■ Task item A: In the article about drones that pollinate flowers with soap bubbles, what did Miyako and his colleagues glue to the underside of the toy drone in 2017?
■ Task item B: Pick up the article about drones that pollinate flowers with soap bubbles after its last sentence and write what comes next.

■ Text passage:
————————
As pollinators, bees are hard to beat. Still, that hasn’t prevented researchers from working on a high-tech alternative: drones that blow soap bubbles to transport pollen to a flower.
It’s a “really cool” approach, says Henry Williams, a roboticist at the University of Auckland, who was not involved in the work. But some biologists are skeptical that drones will ever be an effective replacement for bees.
Several groups have devised devices that mimic pollinating honey bees. In 2017, Eijiro Miyako, a materials chemist at the Japan Advanced Institute of Science and Technology, adapted a 4-centimeter-long toy drone to pollinate flowers. He and colleagues glued horsehairs to the underside of the drone and coated the hairs with a gel to make them stickier and more flexible. The idea was that, just as on a bee, the hairs would pick up pollen from one flower and deposit it on another. Steered by remote control, the drone pollinated lilies, but it damaged the flowers with its propellers.
Miyako visualized a way to fix that problem while blowing bubbles in a park with his 3-year-old son. The child had cried when Miyako used up the last of the bubble solution. To soothe his son, Miyako bought a toy bubble gun. Watching the stream of bubbles—and seeing one bump his son’s forehead—Miyako thought it might be a way to gently deliver pollen to flowers.
He and a colleague tested various surfactants—detergents that create the soapy film that form bubbles—and picked the one with the least effect on germination (the ability of the pollen grains to grow the tubes that deliver their sperm cells to the ovaries). Then, in lab tests, they bombarded pear flowers with pollen-laden bubbles. When the bubbles popped, the pollen landed on the pistil, the female reproductive part, and the grains grew pollen tubes. But the tubes were shorter than normal if more than 10 bubbles hit the flower, perhaps because of some adverse effect caused by the soap solution, Miyako says.
————————
■ Information provided:
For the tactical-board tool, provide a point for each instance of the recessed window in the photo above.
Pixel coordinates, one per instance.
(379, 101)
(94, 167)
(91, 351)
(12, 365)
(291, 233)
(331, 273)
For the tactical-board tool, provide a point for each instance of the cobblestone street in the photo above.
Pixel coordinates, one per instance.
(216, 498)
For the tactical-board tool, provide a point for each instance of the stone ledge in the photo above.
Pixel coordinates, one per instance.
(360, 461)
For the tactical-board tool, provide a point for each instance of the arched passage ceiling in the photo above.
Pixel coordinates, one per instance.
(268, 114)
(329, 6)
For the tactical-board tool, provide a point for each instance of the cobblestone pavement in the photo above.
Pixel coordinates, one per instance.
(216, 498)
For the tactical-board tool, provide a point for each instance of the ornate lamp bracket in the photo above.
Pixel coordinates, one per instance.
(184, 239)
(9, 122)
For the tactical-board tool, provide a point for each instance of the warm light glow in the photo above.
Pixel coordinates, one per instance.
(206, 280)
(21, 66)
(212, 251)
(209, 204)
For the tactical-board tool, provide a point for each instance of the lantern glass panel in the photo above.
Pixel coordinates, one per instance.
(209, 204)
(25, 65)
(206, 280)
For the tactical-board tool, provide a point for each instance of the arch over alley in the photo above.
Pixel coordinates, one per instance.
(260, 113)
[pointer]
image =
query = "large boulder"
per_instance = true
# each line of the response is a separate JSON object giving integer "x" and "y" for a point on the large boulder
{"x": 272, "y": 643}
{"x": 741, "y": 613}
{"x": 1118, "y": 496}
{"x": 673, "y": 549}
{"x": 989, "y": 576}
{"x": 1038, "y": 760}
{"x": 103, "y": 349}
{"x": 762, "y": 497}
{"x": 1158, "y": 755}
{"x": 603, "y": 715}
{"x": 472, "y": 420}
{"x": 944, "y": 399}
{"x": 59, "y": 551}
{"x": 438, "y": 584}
————————
■ Answer space A: Horsehairs

■ Answer space B:
In a pear orchard, the researchers used a toy bubble gun to blow pollen-laden bubbles on flowers in three trees. After 16 days, the resulting fruit was just as good as that of flowers that had been pollinated by hand, they report today in iScience. The farmers in this orchard, and elsewhere in Japan, traditionally pollinate their pear and apple trees by hand with a feather brush. Miyako says that’s because bees don’t pollinate in low temperatures, and because they sometimes damage the flowers in a way that results in malformed fruits.
One advantage of using bubbles rather than feather brushes is that the bubbles require a lot less pollen. A feather brush, the researchers found, applies about 1800 milligrams of pollen to each flower, whereas the bubbles needed only 0.06 milligrams. That means farmers would have to gather far less pollen before manually pollinating their flowers, if they’re adding it to a soap solution.
Williams says those savings could be important in some situations. With economy in mind, he helped develop a pollinating robot the size of a golf cart. It can drive through a kiwi orchard with a moveable boom that identifies individual kiwi flowers and pollinates them with a liquid sprayer. “Pollen was a substantial cost during the pollination season, and minimizing pollen usage was the primary motivation for the project,” he says. Because the robot precisely targeted the spray onto flowers, it used less pollen than hand-held sprayers or air blowers. Bubbles might have promise for further savings, he says.
Miyako is also working with robots, although much simpler. His team attached a bubble sprayer to an aerial drone and programmed the drone to fly a route around a row of fake lily flowers (see video, above). After trying various speeds and heights, they found that the drone could hit 90% of the flowers with bubbles.
The problem was that a lot of bubbles missed their targets, wasting pollen. Better targeting—by having a drone that could identify flowers, for example—might improve the results, Miyako says. He’s also working on concocting an environmentally safe soap bubble solution that would biodegrade faster.
Yu Gu, a roboticist at West Virginia University, is skeptical about the use of drones to deliver bubbles, however. The wind from the rotors will make it hard to precisely aim the bubbles, he points out. They could be more efficiently delivered from a ground-based robot, such as a wheeled unit with a manipulator arm. Gu and colleagues have just this kind of robot, originally designed for collecting samples on space missions. And they’ve tested it by pollinating raspberries in a greenhouse. It uses a fine brush to both collect and distribute pollen, saving the step of having to gather a supply of pollen.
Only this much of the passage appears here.